**Given instruction**
Please copy the lines below word for word, starting at the line that contains "the woman's hand" and ending at the line that contains "point(828, 173)", both included.
** Start of Data supplied **
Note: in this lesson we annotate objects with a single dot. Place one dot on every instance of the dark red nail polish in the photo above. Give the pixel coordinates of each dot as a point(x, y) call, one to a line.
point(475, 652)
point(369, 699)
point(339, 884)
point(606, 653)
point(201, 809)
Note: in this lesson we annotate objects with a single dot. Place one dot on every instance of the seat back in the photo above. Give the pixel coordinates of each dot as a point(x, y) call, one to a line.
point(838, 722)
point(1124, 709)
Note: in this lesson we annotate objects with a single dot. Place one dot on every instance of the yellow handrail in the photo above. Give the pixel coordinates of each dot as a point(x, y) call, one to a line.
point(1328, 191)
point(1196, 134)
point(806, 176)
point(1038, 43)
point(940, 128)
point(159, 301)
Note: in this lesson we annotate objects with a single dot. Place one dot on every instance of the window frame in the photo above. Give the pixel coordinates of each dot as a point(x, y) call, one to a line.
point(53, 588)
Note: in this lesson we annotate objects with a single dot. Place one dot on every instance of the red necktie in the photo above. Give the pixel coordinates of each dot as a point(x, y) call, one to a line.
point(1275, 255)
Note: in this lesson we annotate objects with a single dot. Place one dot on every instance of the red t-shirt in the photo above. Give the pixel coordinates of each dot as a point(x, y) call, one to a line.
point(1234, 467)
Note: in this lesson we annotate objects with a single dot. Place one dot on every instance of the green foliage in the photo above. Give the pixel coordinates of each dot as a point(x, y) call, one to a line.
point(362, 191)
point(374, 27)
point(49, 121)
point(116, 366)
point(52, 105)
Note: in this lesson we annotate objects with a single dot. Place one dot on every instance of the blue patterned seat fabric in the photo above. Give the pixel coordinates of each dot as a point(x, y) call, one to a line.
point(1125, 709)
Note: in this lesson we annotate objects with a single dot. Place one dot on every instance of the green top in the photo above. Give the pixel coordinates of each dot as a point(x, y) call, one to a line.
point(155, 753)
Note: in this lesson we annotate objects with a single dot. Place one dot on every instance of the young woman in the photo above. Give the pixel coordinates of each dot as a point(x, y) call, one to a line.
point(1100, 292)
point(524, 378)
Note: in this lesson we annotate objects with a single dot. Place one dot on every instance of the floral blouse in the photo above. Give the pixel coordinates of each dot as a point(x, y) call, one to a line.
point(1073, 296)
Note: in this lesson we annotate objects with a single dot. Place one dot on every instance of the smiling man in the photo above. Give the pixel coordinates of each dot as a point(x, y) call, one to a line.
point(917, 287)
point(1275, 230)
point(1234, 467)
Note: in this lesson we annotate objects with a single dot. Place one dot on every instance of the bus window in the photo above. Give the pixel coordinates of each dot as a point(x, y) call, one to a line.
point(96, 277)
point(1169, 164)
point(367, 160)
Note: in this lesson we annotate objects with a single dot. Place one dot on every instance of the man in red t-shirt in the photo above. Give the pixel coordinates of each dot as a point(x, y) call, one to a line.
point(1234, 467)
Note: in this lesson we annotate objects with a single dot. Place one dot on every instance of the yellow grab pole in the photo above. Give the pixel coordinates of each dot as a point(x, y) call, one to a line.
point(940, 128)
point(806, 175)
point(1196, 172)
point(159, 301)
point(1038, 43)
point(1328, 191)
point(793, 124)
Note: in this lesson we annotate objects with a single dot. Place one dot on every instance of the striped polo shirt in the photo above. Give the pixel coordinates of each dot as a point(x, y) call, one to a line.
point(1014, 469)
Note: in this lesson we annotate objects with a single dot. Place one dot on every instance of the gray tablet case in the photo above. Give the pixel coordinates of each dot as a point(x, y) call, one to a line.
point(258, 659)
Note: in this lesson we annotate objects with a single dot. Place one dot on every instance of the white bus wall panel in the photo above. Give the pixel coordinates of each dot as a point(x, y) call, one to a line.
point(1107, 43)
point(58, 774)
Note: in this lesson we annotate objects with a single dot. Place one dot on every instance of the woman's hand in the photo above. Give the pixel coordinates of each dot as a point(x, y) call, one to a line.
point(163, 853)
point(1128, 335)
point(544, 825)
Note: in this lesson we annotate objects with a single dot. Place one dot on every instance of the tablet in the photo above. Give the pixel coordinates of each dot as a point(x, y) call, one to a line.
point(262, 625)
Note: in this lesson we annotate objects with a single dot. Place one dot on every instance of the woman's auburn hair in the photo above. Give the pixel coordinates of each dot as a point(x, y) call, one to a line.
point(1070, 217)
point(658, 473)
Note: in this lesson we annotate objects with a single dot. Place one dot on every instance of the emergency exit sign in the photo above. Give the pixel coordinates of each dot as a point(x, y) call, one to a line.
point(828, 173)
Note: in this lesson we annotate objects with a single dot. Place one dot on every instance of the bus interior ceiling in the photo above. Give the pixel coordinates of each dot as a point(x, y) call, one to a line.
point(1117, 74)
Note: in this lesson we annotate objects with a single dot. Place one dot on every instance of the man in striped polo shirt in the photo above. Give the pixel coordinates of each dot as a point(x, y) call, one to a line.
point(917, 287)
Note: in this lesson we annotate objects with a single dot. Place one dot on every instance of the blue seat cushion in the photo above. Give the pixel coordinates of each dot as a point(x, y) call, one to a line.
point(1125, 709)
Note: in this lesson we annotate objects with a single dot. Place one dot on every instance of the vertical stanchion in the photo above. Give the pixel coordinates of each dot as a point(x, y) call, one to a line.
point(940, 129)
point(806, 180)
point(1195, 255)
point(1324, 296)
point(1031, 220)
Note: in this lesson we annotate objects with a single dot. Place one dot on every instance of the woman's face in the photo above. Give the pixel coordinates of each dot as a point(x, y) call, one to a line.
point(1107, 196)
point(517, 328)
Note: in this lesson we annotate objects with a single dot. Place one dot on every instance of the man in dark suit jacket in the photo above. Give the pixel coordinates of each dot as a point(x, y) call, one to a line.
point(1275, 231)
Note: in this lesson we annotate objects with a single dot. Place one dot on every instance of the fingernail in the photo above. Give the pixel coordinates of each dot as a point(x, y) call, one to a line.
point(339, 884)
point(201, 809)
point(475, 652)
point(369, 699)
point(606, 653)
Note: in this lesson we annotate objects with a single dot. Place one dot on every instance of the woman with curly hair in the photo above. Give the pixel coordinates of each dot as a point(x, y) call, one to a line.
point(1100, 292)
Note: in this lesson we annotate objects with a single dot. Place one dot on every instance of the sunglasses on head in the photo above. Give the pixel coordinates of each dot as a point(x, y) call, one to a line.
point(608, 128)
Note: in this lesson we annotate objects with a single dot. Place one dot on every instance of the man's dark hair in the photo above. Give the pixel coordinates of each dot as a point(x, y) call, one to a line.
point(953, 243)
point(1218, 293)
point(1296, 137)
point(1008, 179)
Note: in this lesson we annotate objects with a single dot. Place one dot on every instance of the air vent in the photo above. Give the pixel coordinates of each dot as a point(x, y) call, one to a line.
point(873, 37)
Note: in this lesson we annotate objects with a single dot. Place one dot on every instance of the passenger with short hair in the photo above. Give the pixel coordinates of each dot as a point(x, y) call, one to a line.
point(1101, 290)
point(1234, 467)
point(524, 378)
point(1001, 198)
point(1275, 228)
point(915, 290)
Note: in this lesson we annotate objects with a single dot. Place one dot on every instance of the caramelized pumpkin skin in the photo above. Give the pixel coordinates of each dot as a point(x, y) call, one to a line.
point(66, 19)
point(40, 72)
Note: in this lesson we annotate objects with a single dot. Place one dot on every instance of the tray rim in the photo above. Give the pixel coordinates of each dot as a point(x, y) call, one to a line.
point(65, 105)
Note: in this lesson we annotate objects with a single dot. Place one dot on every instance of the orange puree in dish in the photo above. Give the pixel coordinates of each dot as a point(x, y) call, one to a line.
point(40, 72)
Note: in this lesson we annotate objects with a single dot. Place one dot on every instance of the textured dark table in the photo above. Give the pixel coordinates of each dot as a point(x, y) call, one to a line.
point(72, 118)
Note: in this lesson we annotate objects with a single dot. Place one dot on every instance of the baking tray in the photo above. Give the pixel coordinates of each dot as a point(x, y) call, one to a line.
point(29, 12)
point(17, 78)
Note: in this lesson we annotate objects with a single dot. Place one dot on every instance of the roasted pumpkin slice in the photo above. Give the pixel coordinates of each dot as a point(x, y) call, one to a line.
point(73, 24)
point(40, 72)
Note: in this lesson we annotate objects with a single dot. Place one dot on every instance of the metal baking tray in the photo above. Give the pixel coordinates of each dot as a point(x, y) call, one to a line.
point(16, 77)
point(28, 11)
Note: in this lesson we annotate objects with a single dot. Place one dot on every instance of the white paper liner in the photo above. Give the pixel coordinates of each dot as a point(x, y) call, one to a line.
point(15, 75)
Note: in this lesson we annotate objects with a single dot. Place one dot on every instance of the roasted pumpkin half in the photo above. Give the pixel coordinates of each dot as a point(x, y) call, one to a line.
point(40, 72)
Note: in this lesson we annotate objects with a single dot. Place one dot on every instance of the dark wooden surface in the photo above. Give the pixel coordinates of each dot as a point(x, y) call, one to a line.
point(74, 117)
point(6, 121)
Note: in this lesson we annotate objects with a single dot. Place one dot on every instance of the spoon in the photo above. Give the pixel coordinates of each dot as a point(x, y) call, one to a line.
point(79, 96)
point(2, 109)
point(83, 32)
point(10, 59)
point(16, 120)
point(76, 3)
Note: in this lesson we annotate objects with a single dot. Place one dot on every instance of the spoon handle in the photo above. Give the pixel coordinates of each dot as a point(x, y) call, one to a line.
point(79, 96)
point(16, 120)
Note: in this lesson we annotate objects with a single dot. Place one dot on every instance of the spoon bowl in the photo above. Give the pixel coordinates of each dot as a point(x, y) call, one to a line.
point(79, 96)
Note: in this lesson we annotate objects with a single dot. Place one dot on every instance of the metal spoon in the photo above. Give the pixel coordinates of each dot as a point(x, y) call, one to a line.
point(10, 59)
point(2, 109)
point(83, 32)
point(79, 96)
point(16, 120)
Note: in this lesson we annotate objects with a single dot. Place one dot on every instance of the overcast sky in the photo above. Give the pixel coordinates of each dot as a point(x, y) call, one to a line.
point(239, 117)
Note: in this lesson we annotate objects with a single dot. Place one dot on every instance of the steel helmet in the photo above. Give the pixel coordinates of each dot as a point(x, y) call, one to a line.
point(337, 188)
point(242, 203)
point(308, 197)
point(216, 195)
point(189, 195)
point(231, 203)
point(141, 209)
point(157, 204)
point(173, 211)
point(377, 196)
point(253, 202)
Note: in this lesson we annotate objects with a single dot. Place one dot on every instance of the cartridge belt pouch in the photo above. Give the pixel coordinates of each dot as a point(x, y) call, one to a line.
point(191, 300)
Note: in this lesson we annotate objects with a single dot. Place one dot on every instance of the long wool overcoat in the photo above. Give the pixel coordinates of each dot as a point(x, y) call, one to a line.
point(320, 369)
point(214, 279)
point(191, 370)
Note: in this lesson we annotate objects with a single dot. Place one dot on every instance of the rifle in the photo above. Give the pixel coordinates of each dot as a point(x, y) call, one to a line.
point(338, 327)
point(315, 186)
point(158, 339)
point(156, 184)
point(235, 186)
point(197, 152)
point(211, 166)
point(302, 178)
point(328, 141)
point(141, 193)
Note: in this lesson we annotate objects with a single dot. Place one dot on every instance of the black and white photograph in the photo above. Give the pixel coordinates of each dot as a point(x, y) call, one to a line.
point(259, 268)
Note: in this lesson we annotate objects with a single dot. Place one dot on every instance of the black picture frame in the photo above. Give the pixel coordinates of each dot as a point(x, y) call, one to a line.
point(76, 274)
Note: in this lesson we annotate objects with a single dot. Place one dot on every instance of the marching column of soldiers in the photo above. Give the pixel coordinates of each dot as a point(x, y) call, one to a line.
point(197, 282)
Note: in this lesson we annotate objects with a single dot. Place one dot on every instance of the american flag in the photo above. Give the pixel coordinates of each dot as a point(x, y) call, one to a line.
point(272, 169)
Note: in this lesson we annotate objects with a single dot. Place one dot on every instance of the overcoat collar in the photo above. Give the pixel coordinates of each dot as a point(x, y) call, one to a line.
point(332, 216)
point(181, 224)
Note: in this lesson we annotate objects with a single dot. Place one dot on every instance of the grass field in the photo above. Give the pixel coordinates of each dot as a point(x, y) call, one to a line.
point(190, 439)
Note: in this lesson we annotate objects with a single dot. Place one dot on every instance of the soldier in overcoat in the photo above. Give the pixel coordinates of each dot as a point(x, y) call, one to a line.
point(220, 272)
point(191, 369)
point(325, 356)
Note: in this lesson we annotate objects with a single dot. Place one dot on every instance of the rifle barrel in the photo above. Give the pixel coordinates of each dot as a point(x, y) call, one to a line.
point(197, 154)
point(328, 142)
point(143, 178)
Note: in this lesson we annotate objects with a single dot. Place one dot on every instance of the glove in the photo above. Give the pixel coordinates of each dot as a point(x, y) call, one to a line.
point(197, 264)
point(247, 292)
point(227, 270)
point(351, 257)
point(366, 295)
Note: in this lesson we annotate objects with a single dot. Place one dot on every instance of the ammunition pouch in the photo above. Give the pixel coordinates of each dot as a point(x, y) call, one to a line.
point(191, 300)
** End of Data supplied **
**Solution**
Note: in this lesson we annotate objects with a single dot. Place one dot on every instance of the woman's hand in the photo above. Give the pixel coordinates of each dot as a point(x, y) call, one to a line.
point(163, 853)
point(1128, 335)
point(544, 825)
Note: in this lesson we annotate objects with a single dot. Place one dot on every instance of the tablet in the photo above. Give the pixel coordinates of each dot as a point(x, y) call, one to a line.
point(262, 625)
Note: in this lesson we annotate objects with a single dot. Place one dot on every instance of the woman's auburn hair in the photo above. Give the pixel coordinates of each dot as a point(x, y) call, one to a line.
point(1070, 217)
point(658, 473)
Note: in this lesson we annotate objects with a single dot. Place one dot on every instance of the emergency exit sign in the photo above. Give the pixel coordinates of each dot as a point(x, y) call, one to a line.
point(828, 173)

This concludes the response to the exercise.